◆ **WHAT THIS TASK INVOLVES**
Repeat the data below word for word, but leave out any pictures.

━━━ PROVIDED DATA ━━━

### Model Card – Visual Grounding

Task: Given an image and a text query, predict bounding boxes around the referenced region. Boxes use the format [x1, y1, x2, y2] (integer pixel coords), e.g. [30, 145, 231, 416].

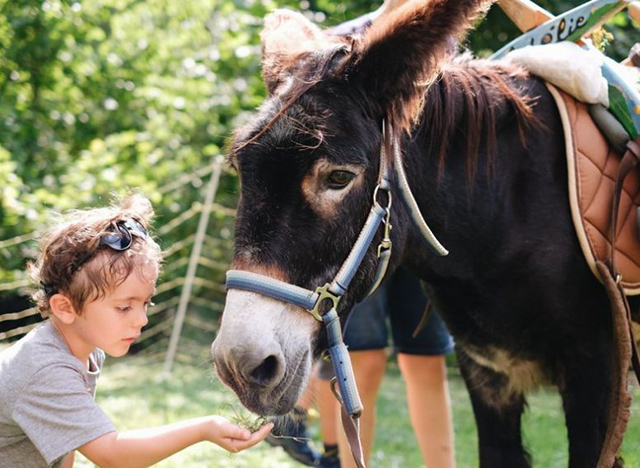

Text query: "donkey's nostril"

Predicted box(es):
[249, 355, 278, 387]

━━━

◆ **SOLVED EXERCISE**
### Model Card – Visual Grounding

Task: Given an image and a text query, predict bounding boxes around the referenced region. Boxes use the format [x1, y1, x2, y2] (integer pixel coords), e.g. [30, 145, 231, 416].


Text query: "donkey's nostril"

Predicted box(es):
[249, 355, 278, 387]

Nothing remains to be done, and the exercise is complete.